Dataset entries

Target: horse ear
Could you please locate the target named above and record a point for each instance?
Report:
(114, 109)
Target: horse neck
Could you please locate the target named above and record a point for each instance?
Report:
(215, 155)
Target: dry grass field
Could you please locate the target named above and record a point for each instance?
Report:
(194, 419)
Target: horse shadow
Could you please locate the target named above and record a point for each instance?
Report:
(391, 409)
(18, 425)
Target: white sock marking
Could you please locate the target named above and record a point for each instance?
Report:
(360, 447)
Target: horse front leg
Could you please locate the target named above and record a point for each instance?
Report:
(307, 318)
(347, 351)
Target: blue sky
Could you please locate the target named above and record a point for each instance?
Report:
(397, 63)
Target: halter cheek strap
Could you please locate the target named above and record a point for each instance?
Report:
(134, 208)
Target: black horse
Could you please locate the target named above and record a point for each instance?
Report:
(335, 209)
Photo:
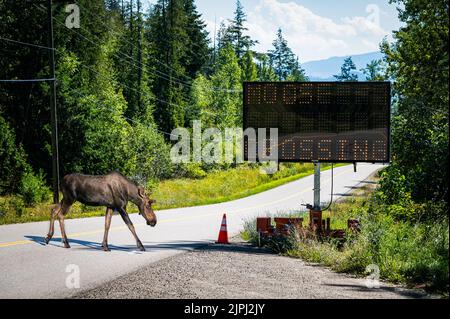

= What you have to do =
Every line above that has the string "horse" needs to be copied.

= Output of the task =
Target: horse ear
Target: horse neck
Target: horse shadow
Target: horse front leg
Target: black horse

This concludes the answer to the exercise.